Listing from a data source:
---+---

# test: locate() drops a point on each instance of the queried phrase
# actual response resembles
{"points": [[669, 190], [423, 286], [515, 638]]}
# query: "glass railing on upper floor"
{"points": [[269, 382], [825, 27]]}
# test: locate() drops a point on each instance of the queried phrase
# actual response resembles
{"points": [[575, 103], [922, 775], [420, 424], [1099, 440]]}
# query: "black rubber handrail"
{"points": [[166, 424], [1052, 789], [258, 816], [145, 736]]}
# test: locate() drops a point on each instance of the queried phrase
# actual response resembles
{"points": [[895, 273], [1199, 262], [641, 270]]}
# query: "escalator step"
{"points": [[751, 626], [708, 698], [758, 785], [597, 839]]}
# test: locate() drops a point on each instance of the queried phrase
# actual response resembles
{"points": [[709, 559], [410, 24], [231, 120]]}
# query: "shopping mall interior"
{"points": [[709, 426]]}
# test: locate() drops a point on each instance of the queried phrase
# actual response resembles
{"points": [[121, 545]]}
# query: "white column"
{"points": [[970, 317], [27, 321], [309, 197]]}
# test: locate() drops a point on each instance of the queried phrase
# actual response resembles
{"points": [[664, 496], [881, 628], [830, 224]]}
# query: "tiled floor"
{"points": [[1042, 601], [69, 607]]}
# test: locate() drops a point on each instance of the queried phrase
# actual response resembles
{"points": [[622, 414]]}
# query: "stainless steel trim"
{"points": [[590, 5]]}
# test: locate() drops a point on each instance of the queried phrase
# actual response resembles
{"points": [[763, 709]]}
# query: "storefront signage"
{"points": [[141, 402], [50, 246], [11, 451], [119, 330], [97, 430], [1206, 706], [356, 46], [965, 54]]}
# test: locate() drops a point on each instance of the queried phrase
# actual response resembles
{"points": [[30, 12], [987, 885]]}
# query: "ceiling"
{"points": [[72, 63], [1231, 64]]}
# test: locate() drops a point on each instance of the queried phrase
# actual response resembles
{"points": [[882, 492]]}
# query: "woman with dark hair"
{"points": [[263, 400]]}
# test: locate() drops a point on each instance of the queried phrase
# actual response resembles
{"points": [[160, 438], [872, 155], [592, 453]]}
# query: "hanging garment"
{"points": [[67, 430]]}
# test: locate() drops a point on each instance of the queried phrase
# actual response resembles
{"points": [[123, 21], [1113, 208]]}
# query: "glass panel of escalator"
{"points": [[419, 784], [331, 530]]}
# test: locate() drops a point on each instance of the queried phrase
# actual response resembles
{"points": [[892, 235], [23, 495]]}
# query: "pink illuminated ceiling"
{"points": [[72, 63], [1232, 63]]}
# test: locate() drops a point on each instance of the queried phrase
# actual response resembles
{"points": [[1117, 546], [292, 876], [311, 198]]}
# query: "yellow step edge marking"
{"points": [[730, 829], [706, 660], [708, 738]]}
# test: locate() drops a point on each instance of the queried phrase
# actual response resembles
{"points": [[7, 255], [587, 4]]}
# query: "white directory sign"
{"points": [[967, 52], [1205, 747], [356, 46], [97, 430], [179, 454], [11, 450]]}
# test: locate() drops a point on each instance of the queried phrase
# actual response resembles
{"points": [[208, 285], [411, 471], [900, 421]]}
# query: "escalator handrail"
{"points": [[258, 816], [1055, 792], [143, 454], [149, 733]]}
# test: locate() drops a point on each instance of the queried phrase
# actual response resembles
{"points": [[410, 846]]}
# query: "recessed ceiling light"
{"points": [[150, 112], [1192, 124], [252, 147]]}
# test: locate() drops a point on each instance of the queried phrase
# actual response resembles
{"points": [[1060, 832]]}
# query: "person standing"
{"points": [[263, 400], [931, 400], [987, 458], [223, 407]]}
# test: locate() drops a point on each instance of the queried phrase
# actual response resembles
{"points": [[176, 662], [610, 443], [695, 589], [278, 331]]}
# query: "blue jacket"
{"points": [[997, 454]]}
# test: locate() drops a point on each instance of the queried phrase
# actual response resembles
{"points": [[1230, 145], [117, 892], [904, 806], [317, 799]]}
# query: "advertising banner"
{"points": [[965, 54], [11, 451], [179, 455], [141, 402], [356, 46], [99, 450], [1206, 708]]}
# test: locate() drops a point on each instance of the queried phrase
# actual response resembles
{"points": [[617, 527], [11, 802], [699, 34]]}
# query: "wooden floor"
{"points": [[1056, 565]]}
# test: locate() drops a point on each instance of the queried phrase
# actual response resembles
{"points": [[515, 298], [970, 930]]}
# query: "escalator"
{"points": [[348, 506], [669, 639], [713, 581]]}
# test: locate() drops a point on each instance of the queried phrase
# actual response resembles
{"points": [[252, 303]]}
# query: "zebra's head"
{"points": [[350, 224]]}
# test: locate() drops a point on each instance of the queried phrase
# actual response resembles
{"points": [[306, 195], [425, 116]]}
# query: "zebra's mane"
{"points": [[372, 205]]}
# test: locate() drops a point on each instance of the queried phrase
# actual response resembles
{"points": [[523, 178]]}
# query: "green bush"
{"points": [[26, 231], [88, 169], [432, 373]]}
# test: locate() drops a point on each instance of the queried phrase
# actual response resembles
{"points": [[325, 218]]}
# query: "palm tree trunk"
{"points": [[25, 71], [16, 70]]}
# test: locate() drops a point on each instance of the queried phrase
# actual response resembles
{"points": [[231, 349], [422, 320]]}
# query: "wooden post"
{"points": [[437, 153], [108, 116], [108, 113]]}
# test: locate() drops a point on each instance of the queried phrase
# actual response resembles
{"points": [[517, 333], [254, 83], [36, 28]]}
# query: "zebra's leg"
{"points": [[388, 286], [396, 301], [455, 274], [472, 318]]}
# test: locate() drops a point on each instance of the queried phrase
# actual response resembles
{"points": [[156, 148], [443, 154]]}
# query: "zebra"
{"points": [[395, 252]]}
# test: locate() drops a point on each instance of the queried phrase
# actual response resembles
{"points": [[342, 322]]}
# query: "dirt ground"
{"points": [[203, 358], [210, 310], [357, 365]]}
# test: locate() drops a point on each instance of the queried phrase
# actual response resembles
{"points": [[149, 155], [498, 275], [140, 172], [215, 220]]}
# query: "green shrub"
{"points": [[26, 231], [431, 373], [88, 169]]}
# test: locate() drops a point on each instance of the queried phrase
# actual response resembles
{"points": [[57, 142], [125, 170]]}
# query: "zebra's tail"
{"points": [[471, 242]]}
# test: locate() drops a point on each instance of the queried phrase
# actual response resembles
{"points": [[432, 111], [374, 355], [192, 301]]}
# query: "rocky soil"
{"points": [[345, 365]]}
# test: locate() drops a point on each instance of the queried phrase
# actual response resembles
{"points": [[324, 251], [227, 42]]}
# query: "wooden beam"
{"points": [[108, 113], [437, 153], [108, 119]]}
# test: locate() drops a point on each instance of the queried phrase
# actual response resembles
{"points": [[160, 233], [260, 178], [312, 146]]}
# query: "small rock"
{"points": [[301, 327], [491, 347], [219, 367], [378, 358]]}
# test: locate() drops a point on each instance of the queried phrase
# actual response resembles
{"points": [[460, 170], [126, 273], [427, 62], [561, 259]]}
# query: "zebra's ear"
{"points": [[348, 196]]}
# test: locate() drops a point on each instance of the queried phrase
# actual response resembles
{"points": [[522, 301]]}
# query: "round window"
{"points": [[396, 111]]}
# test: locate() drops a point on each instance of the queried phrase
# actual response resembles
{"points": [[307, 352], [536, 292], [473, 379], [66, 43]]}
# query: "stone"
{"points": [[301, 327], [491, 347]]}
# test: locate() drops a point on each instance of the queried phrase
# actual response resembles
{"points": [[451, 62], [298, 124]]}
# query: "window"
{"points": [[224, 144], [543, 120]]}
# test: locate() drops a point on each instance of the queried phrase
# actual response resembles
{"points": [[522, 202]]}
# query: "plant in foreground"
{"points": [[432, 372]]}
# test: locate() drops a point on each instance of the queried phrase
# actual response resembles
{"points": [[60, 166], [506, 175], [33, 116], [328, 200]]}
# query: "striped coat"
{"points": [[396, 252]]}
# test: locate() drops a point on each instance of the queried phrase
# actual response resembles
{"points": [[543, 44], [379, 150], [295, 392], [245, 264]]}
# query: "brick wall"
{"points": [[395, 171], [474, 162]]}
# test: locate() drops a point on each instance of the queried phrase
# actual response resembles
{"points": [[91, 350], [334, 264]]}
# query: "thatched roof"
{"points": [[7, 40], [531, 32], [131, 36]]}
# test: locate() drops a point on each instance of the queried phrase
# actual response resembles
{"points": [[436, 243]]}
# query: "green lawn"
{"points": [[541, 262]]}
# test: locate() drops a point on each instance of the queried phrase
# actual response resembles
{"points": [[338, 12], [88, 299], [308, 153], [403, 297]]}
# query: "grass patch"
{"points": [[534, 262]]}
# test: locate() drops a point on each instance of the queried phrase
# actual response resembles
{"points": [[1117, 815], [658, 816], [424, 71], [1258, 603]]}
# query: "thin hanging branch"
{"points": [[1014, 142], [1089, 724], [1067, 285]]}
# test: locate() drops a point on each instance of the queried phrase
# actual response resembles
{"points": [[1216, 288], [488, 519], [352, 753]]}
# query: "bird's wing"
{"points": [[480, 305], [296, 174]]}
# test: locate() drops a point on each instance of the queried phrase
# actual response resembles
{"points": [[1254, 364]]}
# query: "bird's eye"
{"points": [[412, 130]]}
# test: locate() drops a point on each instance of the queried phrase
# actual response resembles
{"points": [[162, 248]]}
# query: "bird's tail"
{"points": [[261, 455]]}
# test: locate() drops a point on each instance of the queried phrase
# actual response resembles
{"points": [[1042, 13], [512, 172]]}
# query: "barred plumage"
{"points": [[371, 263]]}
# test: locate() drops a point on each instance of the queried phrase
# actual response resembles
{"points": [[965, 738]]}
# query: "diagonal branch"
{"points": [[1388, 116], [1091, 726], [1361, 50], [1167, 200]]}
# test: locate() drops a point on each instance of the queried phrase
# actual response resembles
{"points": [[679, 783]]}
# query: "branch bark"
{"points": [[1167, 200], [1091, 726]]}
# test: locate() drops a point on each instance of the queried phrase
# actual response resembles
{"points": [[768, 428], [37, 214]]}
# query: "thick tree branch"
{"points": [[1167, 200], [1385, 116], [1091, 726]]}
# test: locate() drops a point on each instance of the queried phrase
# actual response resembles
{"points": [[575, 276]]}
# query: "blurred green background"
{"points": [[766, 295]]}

---+---

WHAT IS BEING ASKED - State only the number of lines in the listing above that contain the word "tree".

PROBLEM SOLUTION - 2